Luke 3.7-20 | Advent 3C

John Michael Gutierrez, PhD

The Holy Gospel of the Lord Jesus Christ according to Luke

7 He (John) said therefore to the crowds that came out to be baptized by him, “You brood of vipers! Who warned you to flee from the wrath to come? 8 Bear fruits in keeping with repentance. And do not begin to say to yourselves, ‘We have Abraham as our father.’ For I tell you, God is able from these stones to raise up children for Abraham. 9 Even now the axe is laid to the root of the trees. Every tree therefore that does not bear good fruit is cut down and thrown into the fire.” 10 And the crowds asked him, “What then shall we do?” 11 And he answered them, “Whoever has two tunics is to share with him who has none, and whoever has food is to do likewise.” 12 Tax collectors also came to be baptized and said to him, “Teacher, what shall we do?” 13 And he said to them, “Collect no more than you are authorized to do.” 14 Soldiers also asked him, “And we, what shall we do?” And he said to them, “Do not extort money from anyone by threats or by false accusation, and be content with your wages.” 15 As the people were in expectation, and all were questioning in their hearts concerning John, whether he might be the Christ, 16 John answered them all, saying, “I baptize you with water, but he who is mightier than I is coming, the strap of whose sandals I am not worthy to untie. He will baptize you with the Holy Spirit and fire. 17 His winnowing fork is in his hand, to clear his threshing floor and to gather the wheat into his barn, but the chaff he will burn with unquenchable fire.” 18 So with many other exhortations he preached good news to the people. 19 But Herod the tetrarch, who had been reproved by him for Herodias, his brother’s wife, and for all the evil things that Herod had done, 20 added this to them all, that he locked up John in prison.

Luke 3:7-20

The Gospel of the Lord

Advent is the beginning of the liturgical year. Advent observance is also our Anglican way of becoming re-formed to the ministry of Jesus Christ in the world. The Church’s observance of Advent was established, perhaps, as early as the year 380. It seems to me the Early Church Fathers recognized in the culture an ache. During Advent ancient texts give voice to hope in hearts of people longing for the promised savior. Advent observance, like Lent, would be a time of reflection and prayer, a time of letting go of things cluttering one’s life, a time to take a break from a culture’s excessive scrubbing away of religious content, a time to prepare one’s life for Christ’s coming, past, and future. Advent, then, finds its spiritual mark when it reaches the hearts of those who are waiting for the coming of the Son.

Please turn in your Bibles or tablets to Luke, ch. 3. The Gospel lesson this morning follows on from last Sunday’s lesson where Luke introduced John the Baptizer to Israel. In the opening chapters of the Gospel, Luke frames up the Baptizer’s story inside this real world, replete with all its unhappy events and apparent signs that chaos is in charge.  Having made it clear grand, galactic events were afoot, Luke now throttles us back a bit reminding us faith must cling to God’s plan when things aren’t nearly as obvious as angels dancing in the skies. John himself is the embodiment of another prophet, Isaiah, who declared: “A voice crying out: In the wilderness prepare the way for YHWH; make straight in the wilderness a highway for our God. Every valley shall be raised up, every mountain and hill made low; the rough ground shall become level, the rugged places a plain. And the glory of YHWH will be revealed, and all people will see it together” (Isa. 40.3-5).

- [EXERCISE TASKS]
a – Copy the passage from the sermon on Luke 3.7-20, beginning at the words "The Gospel of" and stopping after the words "of the Son.".
b – In the sermon on Luke 3.7-20, why does John tell the crowds not to say to themselves that they have Abraham as their father? Answer in one to three sentences.
c – Answer these questions from the sermon on Luke 3.7-20:
(i) What does John tell the tax collectors to do?
(ii) As early as what year might the Church's observance of Advent have been established?
(iii) Which prophet is John said to embody?

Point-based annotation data
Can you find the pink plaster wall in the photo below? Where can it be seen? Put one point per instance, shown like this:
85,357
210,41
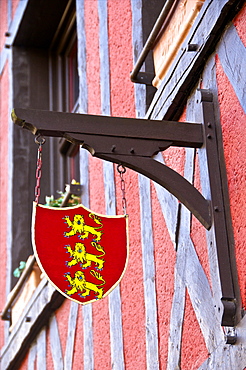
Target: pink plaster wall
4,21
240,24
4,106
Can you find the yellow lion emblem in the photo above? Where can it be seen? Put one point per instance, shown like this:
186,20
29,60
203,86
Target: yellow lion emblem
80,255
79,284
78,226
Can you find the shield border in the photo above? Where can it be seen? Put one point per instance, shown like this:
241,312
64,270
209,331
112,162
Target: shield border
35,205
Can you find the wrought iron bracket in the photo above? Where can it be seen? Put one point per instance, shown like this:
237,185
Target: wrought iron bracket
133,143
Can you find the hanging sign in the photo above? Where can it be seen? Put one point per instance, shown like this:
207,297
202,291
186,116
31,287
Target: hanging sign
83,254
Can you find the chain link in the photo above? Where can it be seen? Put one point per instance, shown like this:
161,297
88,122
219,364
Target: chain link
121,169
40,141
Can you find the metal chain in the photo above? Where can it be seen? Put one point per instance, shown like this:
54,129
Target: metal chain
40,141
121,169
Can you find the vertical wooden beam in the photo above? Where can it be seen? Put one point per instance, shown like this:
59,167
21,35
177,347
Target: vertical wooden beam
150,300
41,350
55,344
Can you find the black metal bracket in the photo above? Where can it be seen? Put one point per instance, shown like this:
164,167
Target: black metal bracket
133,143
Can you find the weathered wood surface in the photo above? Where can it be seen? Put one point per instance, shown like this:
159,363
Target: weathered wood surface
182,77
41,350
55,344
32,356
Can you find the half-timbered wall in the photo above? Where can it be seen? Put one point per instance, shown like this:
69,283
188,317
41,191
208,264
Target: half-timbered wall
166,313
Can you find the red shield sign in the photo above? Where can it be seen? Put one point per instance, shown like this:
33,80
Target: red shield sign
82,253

- [ANSWERS BY TASK]
a –
The Gospel of the Lord

Advent is the beginning of the liturgical year. Advent observance is also our Anglican way of becoming re-formed to the ministry of Jesus Christ in the world. The Church’s observance of Advent was established, perhaps, as early as the year 380. It seems to me the Early Church Fathers recognized in the culture an ache. During Advent ancient texts give voice to hope in hearts of people longing for the promised savior. Advent observance, like Lent, would be a time of reflection and prayer, a time of letting go of things cluttering one’s life, a time to take a break from a culture’s excessive scrubbing away of religious content, a time to prepare one’s life for Christ’s coming, past, and future. Advent, then, finds its spiritual mark when it reaches the hearts of those who are waiting for the coming of the Son.

b – John says that God is able to raise up children for Abraham from these stones. Claiming Abraham as their father therefore gives the crowds no ground for security.

c –
(i) Collect no more than they are authorized to.
(ii) The year 380.
(iii) Isaiah.